# ABOUT THIS EXERCISE
Output the passage of the Neophytos Masouras article verbatim, starting at "In various ministries" and ending at "their unborn fetus.".

# SOURCE PASSAGE
=== Section Start ===
- Born: Omiros Masouras 21 January 1962 (age 64) Pano Zodeia, Nicosia District, Cyprus
- Education: National and Kapodistrian University of Athens
- Religion: Eastern Orthodoxy
- Church: Church of Cyprus

= Neophytos Masouras =

Greek Cypriot clergyman

Neophytos of Morphou (born 21 January 1962 as Omiros Masouras, Όμηρος Μασούρας) is a Greek Cypriot clergyman of the Eastern Orthodox Church and bishop of the autocephalous Church of Cyprus. He was elected Metropolitan of Morphou on 13 September 1998.

== Biography ==
Omiros Masouras was born in 1962 in Pano Zodeia, near Morfou, Nicosia District. There he lived the first 12 years of his life. His childhood was marked by the death of his father at the age of 8, while at the age of 12 he experienced the Turkish invasion of Cyprus and the death of his older brother, Petros. As a refugee, he spent his teenage years in the refugee settlement of Latsia, outside Nicosia. In 1979 he started studying at the National and Kapodistrian University of Athens.

On 27 December 1987, he was ordained deacon by Metropolitan Chrysostomos of Kition and on 19 December 1993, elder. He served as a deacon and chaplain in the Diocese of Kition. On 13 September 1998, he was ordained Metropolitan of Morphou.

== Personal beliefs ==
Neophytos has promoted conspiracy theories about the COVID-19 and the New World Order. Neophytos was openly against COVID-19 vaccines and one of the measures about the pandemic in Greece and Cyprus to change time of the Eastertide procession from 12 AM to 9 PM. He said that Eastern Orthodox people should try to avoid electronic identification and that he himself has not received such an ID and will try to delay it as much as he can.

Neophytos is against ecumenism. He has said that the Russian invasion of Ukraine happened because God wants to purge the world from Masons and that Russian president Vladimir Putin wants to stop the New World Order. As such, he did not attend Pope Francis' visit to the Archdiocese of Cyprus.

In various ministries and Eastern Orthodox liturgies, Neophytos persuaded people to not wear masks or follow measures against COVID as he supported that they are "satanic" and are not beneficial. Despite the government's orders to not attend such events at the pandemic, Neophytos violated the orders and normally proceeded with the Palm Sunday event at his church where he was eventually arrested after a police check to see if he was complying with measures.

Neophytus has said that homosexuality is caused by a mother enjoying "unnatural sex," including anal sex, and then passing on those desires to their unborn fetus.
=== Section End ===
# RAW DATA
=== Section Start ===
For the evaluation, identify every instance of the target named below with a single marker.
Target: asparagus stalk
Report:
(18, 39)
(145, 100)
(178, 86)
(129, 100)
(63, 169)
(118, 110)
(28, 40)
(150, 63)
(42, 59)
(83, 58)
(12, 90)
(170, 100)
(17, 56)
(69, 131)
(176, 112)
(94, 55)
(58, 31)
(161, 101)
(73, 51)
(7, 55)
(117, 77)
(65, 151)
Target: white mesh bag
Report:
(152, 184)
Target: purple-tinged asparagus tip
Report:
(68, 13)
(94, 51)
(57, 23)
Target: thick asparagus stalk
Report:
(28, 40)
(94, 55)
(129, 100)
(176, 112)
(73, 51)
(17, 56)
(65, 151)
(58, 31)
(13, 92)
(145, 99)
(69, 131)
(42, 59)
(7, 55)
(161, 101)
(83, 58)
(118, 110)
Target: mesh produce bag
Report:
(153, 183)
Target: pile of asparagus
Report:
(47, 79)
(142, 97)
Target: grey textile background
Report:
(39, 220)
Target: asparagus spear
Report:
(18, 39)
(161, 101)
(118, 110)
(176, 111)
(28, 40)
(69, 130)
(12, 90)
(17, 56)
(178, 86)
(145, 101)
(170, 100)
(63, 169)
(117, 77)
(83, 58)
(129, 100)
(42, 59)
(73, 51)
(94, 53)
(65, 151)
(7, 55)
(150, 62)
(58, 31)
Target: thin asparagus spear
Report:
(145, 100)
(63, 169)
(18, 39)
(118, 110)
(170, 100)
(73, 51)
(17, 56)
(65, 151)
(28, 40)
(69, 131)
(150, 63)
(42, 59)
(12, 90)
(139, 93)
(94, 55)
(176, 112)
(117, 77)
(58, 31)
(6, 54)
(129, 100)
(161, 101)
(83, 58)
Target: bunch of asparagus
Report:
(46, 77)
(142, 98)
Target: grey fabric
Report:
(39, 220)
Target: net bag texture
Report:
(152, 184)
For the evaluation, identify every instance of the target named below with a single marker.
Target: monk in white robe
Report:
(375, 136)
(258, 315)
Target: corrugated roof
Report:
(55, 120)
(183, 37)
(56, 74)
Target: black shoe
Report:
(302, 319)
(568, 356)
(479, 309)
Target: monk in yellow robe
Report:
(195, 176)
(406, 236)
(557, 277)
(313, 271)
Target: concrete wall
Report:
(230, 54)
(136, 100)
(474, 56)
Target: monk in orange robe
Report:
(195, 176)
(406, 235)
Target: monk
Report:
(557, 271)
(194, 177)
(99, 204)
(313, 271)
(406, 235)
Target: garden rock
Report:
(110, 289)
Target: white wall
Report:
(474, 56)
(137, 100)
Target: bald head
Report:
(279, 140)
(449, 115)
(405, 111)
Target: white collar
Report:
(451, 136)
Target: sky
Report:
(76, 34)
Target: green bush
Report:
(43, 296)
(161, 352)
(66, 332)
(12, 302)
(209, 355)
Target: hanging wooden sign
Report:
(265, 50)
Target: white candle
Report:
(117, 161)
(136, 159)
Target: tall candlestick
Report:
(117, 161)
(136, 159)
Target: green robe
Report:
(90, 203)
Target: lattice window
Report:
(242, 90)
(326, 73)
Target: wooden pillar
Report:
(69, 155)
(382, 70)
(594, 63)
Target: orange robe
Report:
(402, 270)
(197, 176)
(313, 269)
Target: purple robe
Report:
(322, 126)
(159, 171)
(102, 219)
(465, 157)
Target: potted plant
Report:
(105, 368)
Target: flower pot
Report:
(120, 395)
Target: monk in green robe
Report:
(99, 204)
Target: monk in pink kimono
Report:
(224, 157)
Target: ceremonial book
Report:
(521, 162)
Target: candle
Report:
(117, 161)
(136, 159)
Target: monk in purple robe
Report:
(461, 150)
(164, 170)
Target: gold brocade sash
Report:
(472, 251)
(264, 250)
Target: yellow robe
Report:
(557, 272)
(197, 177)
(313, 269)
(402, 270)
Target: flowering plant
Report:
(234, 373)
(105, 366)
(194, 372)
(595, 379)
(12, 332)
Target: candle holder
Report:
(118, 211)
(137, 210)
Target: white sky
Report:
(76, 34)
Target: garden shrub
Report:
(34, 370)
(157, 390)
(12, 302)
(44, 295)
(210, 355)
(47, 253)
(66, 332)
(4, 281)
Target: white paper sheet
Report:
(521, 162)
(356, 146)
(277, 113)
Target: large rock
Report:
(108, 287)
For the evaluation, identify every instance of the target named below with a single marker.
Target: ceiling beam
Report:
=== Section End ===
# SOLUTION
In various ministries and Eastern Orthodox liturgies, Neophytos persuaded people to not wear masks or follow measures against COVID as he supported that they are "satanic" and are not beneficial. Despite the government's orders to not attend such events at the pandemic, Neophytos violated the orders and normally proceeded with the Palm Sunday event at his church where he was eventually arrested after a police check to see if he was complying with measures.

Neophytus has said that homosexuality is caused by a mother enjoying "unnatural sex," including anal sex, and then passing on those desires to their unborn fetus.